- [Отрывок]
═══

В сочинении Ганслика «О музыкально-прекрасном» можно обнаружить все типичные черты австрийской традиции, какой являлась она в эпоху бидермайера, для того пражского круга, в котором воспитывался будущий грозный критик (и в котором также творил, вытесненный властями на задворки общественной жизни, великий мыслитель Больцано).
Переход с интеллектуального уровня Больцано на уровень Ганслика может, конечно, произвести впечатление шока: философский дилетантизм и узкий музыкально-критический угол зрения покажутся скудными, мелкими. Однако такой шок можно испытать, даже сопоставляя тексты Ганслика с эстетическими рассуждениями Роберта Циммермана, его друга, ученика Больцано, гербартианца, венского профессора — и, добавим, большого знатока, ценителя, любителя искусств, художественного критика. Между тем интерес, который представляет для истории музыкознания Ганслик, несомненно, значительно превышает интерес книг Циммермана, хотя последний принадлежал к наиболее замечательным эстетикам XIX века и мыслил последовательно и систематично. Иной раз важно, повторимся, не глубокое и оригинальное, а нужное, пусть даже высказанное в несколько путаном виде.
Тем не менее — и это надо прежде всего подчеркнуть — пражская интеллектуальная атмосфера оставила свой след в книге Ганслика. Атмосферой подходящего к концу бидермайера, пражского и венского, определено в книге Ганслика, строго говоря, все (а сходились тут, напомним, даже диаметрально противоположные стороны): и гансликовский эмпиризм, сказывающийся в склонности конкретно анализировать музыкальные произведения, что Ганслик делал, кстати, не лучше большинства своих современников, поскольку методы анализа принадлежали, по существу, будущему; и некоторые вершины гансликовского изложения, которые невозможно объяснить ни влиянием Гёрбарта, ни влиянием Канта, ни влиянием Гегеля, ни влиянием Р. Циммермана, ни тем более влиянием цюрихского музыканта Г.Г. Негели. «Ганслика», то есть основное содержание его книги, всегда вызывавшее неспокойную реакцию (вплоть до наших дней, вплоть до «панической» реакции в анекдотической по своему уровню книге С. Маркуса), никак нельзя объяснить чьим-либо сторонним влиянием. «Ганслик» как интеллектуальный феномен объясним лишь общекультурной атмосферой предреволюционной Праги — Праги чешско-австрийской, интеллектуальной, больцановской.

═══

- [Что сделать]
A) Кто, согласно отрывку о книге Ганслика, был учителем Роберта Циммермана?
B) Допишите отрывок о книге Ганслика дальше, начиная сразу после его последнего предложения.

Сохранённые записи
═══

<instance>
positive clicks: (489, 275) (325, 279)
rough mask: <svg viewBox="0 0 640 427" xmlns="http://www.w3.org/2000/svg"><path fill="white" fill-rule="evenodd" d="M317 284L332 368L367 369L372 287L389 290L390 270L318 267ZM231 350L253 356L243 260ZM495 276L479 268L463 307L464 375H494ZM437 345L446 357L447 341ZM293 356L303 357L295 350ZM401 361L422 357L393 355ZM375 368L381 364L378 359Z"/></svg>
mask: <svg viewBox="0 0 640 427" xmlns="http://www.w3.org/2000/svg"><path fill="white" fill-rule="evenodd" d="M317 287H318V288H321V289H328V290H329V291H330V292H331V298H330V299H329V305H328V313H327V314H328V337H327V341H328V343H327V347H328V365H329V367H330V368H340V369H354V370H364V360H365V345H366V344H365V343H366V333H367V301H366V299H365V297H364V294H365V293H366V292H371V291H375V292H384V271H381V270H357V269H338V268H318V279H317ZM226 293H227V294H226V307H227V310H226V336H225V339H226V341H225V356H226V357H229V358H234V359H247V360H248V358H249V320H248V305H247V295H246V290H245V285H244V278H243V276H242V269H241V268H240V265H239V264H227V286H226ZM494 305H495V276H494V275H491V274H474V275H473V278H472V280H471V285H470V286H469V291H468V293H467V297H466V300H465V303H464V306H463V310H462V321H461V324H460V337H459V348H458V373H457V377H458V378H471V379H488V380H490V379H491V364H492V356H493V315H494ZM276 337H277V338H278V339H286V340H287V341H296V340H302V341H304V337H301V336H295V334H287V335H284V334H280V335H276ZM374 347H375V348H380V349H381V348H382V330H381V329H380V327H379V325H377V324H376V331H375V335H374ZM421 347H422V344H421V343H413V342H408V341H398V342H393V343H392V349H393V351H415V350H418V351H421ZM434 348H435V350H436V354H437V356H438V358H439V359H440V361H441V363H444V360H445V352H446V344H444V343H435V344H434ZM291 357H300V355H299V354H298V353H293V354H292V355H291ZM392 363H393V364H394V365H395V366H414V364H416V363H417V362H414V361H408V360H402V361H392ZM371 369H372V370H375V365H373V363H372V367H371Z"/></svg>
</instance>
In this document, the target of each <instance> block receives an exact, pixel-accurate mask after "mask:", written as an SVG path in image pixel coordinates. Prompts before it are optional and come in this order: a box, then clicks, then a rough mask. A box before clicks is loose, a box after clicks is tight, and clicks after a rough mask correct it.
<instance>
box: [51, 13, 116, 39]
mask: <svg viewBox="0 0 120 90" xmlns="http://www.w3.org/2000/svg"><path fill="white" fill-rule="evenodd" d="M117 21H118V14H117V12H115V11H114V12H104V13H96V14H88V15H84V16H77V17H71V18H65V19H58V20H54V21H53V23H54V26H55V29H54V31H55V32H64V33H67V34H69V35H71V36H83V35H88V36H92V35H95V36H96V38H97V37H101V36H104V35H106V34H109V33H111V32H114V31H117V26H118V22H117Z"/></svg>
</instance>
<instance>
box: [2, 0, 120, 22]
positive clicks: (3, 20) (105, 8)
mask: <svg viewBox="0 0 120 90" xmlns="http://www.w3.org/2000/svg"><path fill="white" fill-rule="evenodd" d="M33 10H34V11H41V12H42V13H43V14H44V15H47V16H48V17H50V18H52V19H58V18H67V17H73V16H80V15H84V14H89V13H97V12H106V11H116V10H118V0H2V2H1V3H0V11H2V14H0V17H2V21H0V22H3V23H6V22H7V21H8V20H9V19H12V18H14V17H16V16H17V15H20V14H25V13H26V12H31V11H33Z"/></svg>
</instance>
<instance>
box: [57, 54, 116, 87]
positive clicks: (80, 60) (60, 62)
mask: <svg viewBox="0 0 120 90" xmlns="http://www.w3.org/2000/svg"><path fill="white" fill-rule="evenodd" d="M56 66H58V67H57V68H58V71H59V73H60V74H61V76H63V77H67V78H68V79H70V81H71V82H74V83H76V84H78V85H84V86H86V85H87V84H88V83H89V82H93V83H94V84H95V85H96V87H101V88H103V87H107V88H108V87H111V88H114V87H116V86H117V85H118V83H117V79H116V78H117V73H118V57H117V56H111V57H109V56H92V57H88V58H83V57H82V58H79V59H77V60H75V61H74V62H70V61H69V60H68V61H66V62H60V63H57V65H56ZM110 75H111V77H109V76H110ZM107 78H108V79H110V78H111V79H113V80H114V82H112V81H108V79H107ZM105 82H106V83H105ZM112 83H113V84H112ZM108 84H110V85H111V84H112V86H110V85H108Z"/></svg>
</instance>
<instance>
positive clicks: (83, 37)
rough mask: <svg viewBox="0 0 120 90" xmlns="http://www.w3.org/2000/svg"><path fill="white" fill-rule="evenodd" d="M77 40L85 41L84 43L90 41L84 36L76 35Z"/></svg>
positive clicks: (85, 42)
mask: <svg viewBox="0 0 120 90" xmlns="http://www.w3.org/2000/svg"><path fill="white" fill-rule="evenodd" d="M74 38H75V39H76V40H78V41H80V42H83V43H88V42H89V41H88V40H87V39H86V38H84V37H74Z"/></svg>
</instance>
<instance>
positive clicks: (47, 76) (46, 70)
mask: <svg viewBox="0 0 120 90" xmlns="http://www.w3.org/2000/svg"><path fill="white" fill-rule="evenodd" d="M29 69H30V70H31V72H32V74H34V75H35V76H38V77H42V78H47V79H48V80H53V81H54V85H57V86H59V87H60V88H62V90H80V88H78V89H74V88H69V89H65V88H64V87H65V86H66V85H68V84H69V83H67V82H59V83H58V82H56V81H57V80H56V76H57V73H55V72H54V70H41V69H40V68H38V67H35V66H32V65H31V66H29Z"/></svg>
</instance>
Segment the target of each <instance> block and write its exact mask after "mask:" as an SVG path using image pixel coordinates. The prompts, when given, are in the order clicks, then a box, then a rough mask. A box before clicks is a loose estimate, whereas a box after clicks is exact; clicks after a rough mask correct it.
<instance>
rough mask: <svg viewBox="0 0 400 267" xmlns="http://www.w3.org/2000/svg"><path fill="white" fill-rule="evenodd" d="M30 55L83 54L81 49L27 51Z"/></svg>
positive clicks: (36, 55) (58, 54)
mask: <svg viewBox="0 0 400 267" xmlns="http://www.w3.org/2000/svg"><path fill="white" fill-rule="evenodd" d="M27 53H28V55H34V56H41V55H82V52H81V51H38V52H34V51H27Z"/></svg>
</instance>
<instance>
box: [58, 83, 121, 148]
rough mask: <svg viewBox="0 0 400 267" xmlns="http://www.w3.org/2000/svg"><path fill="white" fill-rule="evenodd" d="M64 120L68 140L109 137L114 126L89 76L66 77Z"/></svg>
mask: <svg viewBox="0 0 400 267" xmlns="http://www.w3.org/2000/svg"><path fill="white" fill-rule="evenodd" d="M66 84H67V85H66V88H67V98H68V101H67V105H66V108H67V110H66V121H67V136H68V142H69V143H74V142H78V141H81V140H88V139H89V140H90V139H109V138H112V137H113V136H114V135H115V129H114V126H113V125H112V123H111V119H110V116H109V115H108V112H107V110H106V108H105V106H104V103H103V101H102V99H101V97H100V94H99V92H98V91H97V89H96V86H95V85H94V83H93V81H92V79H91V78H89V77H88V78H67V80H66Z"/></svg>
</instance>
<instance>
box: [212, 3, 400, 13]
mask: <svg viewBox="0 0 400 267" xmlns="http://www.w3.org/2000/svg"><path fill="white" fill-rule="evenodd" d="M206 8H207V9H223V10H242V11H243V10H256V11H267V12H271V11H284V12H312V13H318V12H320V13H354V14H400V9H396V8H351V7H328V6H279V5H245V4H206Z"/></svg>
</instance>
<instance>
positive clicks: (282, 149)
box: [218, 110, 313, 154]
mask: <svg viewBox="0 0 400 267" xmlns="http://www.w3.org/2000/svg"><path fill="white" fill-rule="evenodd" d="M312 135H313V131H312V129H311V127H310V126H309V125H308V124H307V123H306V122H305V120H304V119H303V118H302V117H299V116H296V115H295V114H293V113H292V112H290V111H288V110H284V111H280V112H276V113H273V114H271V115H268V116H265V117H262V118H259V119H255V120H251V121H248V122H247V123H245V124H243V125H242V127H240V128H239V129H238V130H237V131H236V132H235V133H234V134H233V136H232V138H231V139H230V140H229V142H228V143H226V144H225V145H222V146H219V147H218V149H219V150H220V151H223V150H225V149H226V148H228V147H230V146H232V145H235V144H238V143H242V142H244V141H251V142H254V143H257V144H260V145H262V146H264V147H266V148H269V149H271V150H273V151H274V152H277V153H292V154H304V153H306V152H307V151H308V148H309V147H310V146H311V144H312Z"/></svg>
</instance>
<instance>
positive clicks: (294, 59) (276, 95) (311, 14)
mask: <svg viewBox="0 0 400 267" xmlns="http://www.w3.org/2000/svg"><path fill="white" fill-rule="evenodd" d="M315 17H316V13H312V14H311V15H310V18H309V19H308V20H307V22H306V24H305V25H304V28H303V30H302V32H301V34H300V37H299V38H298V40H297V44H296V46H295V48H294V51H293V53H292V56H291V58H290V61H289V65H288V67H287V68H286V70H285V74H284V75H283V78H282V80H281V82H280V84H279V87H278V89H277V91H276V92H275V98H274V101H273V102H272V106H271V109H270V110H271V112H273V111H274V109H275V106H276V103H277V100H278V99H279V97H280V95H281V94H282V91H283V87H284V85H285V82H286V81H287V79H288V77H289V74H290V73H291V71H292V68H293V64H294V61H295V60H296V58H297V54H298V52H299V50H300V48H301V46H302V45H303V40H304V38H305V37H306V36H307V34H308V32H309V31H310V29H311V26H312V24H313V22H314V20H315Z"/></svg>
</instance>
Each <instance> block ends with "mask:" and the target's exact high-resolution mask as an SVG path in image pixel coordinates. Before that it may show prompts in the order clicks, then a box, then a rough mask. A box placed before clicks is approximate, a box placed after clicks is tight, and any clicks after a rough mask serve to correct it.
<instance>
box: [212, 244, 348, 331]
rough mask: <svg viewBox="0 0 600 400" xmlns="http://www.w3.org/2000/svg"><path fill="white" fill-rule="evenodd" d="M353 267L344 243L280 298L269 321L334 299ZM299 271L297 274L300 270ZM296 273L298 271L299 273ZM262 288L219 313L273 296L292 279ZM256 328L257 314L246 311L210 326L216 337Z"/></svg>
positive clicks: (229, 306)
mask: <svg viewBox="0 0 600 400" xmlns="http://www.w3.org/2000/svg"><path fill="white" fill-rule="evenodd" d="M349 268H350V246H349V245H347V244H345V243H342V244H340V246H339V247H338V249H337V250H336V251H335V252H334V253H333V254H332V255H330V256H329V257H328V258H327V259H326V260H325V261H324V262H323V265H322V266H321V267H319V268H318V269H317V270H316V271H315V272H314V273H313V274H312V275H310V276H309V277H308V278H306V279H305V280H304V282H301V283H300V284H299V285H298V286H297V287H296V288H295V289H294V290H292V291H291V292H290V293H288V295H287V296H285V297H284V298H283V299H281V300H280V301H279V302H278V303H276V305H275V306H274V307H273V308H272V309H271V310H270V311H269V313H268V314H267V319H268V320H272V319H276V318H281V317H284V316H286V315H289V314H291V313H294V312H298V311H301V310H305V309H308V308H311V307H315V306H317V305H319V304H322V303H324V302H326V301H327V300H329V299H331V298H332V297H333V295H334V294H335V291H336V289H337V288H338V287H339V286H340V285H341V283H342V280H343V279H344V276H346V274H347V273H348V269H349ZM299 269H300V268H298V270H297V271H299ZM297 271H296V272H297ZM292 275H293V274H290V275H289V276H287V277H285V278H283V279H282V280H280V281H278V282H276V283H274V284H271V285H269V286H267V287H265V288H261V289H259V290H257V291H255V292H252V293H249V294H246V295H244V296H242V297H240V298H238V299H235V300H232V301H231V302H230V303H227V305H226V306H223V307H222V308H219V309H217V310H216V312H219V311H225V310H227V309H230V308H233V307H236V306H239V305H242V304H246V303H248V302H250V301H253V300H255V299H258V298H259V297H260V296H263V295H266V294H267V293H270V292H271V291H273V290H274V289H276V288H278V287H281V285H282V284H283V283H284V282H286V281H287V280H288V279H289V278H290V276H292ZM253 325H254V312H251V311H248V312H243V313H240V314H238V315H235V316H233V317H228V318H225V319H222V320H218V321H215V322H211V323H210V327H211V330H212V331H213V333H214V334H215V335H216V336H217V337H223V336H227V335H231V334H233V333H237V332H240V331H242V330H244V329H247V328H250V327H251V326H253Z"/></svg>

═══

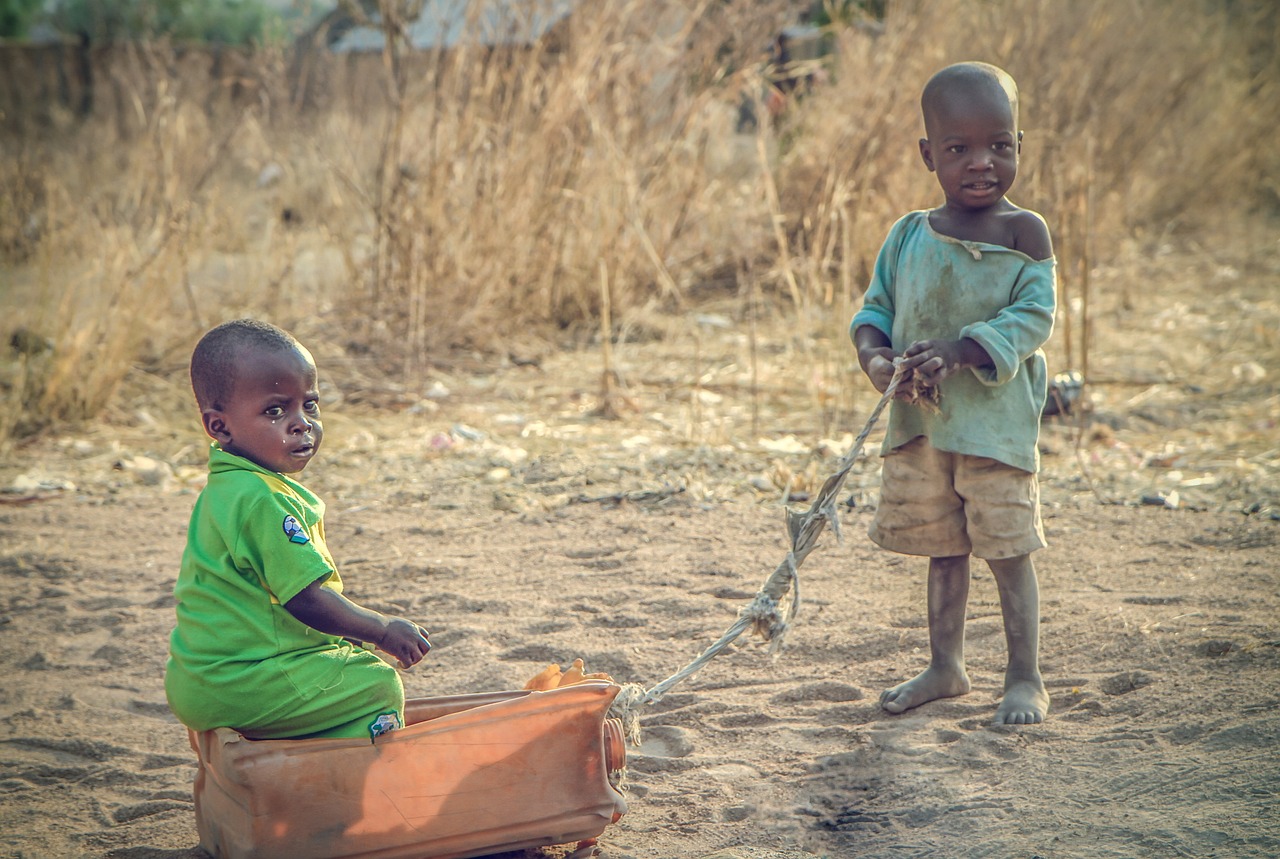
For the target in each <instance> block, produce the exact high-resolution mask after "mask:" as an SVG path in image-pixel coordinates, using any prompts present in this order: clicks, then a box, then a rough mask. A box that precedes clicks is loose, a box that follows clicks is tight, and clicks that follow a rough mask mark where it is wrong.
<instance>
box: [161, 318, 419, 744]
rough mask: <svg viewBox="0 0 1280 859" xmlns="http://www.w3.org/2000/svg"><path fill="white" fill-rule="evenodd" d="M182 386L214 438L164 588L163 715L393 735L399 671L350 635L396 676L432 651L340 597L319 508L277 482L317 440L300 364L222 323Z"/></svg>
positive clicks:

═══

- [Ответы по пунктам]
A) Больцано.

B)
О том, кто уже в XIX веке возводил Ганслика до уровня то Гегеля, то Канта, то Гербарта и т. д., можно получить справку у А. Зейдля[23]. По крайней мере три важных момента отделяют учение Ганслика от Гёрбарта: 1) Гёрбарт не верит в духовный смысл искусства (см. «Краткую энциклопедию философии», § 75[24]); 2) для Ганслика искусства резко отмежеваны друг от друга, тогда как Гербарт занимается морфологией искусства вообще, когда различия между искусствами менее значительны; 3) для Гёрбарта искусство все еще психологично подражение «психическому механизму»[25], тогда как Ганслик пытается отыскать «чистую музыку». И старый историк эстетики, хотя и заявлявший, что Ганслик и Циммерман «иной раз более гербартианцы, чем сам Гербарт», между тем замечательно точно выявил разницу между двумя первыми и последним.